[Records of labeled boxes]
"""

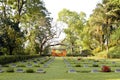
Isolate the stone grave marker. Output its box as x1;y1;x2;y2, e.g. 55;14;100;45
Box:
36;69;46;73
112;61;116;64
44;64;48;68
83;64;88;68
115;69;120;72
27;64;32;67
91;69;99;73
0;69;4;73
68;69;76;73
16;68;24;73
0;64;2;68
11;64;17;67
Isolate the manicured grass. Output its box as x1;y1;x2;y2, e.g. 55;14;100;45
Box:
0;57;120;80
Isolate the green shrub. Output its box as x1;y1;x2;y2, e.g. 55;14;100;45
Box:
6;68;14;72
26;69;34;73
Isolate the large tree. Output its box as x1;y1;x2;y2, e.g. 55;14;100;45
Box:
58;9;86;53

"""

TASK OBJECTIVE
Express the lines above as a Markdown table with the columns Row and Line, numbering each line in order. Skip blank lines and leave the pictures out.

RESPONSE TO THE TASK
| Row | Line |
|---|---|
| 1 | Isolate the stone grave marker. Output its box as x1;y1;x2;y2, e.g. 55;14;100;45 |
| 2 | Box: |
| 3 | 36;69;46;73 |
| 4 | 112;61;116;64 |
| 5 | 44;64;48;68 |
| 6 | 83;64;88;68 |
| 7 | 115;69;120;72 |
| 8 | 27;64;32;67 |
| 9 | 91;69;99;73 |
| 10 | 0;69;4;73 |
| 11 | 68;69;76;73 |
| 12 | 16;68;24;73 |
| 13 | 0;64;2;68 |
| 14 | 11;64;17;67 |
| 15 | Isolate the manicured grass. Output its box as x1;y1;x2;y2, e.g. 55;14;100;45 |
| 16 | Box: |
| 17 | 0;57;120;80 |
| 18 | Isolate the green shrub. Output its box as x1;y1;x2;y2, e.g. 55;14;100;45 |
| 19 | Box: |
| 20 | 6;68;14;72 |
| 21 | 26;69;34;73 |
| 22 | Isolate the large tree. Output its box as x1;y1;x2;y2, e.g. 55;14;100;45 |
| 23 | Box: |
| 24 | 58;9;86;53 |